- **Extract provided**
***
NORWICH, N.Y., Oct. 24, 2023 (GLOBE NEWSWIRE) -- NBT Bancorp Inc. (“NBT” or the “Company”) ( NBTB) reported net income and diluted earnings per share for the three and nine months ended September 30, 2023.

Net income for the three months ended September 30, 2023 was $24.6 million, or $0.54 per diluted common share, compared to $39.0 million, or $0.90 per diluted share, for the three months ended September 30, 2022, and $30.1 million, or $0.70 per diluted share, in the second quarter of 2023. Operating diluted earnings per share1, a non-GAAP measure, which excludes acquisition expense, acquisition-related provision for credit losses and securities gains (losses), net of tax, was $0.84 for the third quarter of 2023, compared to $0.91 in the third quarter of 2022 and $0.80 in the second quarter of 2023.

  • The acquisition of Salisbury Bancorp, Inc. (“Salisbury”) by the merger of Salisbury with and into NBT (“Merger”) was completed on August 11, 2023. The Merger added 13 banking offices, $1.18 billion in loans and $1.31 billion in deposits.
  • Period end total loans increased $1.52 billion from December 31, 2022. Excluding loans acquired from Salisbury, loans grew $337.2 million, or 5.5% annualized, since December 31, 2022.
  • Period end total deposits increased $1.91 billion from December 31, 2022. Excluding deposits acquired from Salisbury, deposits increased $596.5 million since December 31, 2022.
  • Noninterest income, excluding net securities gains (losses), increased 10.2% from the prior quarter and was approximately 30% of total revenue.

CEO Comments

“We delivered solid operating performance for the third quarter and through the first nine months of 2023, driven by our diversified business model and strength of our balance sheet,” said NBT President and CEO John H. Watt, Jr. “We completed our merger with Salisbury on August 11, 2023, welcoming new customers, employees, and shareholders to the NBT family and simultaneously we successfully completed the conversion to the NBT core banking systems. Our combined team is committed to providing a comprehensive suite of financial services to all of our customers and the communities we serve while also generating long-term value for our shareholders.”
***
- **Extracted records**
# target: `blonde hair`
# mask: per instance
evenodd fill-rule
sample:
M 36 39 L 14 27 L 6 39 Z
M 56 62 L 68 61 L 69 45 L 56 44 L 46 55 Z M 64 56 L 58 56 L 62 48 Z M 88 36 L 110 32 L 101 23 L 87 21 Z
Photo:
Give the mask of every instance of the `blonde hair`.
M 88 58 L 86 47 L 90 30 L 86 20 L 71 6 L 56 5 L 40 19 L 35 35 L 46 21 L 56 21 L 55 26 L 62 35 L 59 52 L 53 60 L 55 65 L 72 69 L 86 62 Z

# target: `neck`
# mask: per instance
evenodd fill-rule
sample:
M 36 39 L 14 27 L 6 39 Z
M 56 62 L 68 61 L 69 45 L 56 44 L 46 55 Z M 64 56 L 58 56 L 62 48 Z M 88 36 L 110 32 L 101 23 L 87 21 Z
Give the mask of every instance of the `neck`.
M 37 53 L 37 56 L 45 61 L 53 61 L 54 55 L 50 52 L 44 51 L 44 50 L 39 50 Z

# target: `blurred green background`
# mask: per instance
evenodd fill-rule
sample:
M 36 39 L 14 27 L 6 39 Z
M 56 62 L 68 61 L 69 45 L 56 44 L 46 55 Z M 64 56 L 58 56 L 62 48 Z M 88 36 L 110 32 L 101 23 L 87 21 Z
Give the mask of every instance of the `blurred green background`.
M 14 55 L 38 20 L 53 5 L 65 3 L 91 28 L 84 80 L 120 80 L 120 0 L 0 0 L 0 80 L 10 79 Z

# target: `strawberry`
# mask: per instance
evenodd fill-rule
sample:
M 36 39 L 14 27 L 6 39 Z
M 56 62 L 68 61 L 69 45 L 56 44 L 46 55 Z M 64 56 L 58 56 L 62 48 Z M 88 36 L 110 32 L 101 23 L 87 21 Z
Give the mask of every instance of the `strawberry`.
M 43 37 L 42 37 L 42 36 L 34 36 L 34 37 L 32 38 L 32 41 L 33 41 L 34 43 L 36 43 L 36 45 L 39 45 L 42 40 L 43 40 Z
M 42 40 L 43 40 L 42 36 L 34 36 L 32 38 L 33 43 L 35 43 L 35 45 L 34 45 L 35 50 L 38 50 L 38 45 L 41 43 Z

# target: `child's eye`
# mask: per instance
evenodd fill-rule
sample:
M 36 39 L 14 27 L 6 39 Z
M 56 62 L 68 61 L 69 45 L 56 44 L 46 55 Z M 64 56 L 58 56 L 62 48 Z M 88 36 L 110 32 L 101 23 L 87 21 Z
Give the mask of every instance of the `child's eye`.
***
- **Problems**
1 - List every per-share dollar amount given in the NBT Bancorp earnings release.
2 - Count the lines of the records that contain the string "blonde", treating case as significant, and reply with the number alone.
The records are unrelated to the NBT Bancorp earnings release.

- **Responses**
1 - $0.54, $0.90, $0.70, $0.84, $0.91, $0.80

2 - 2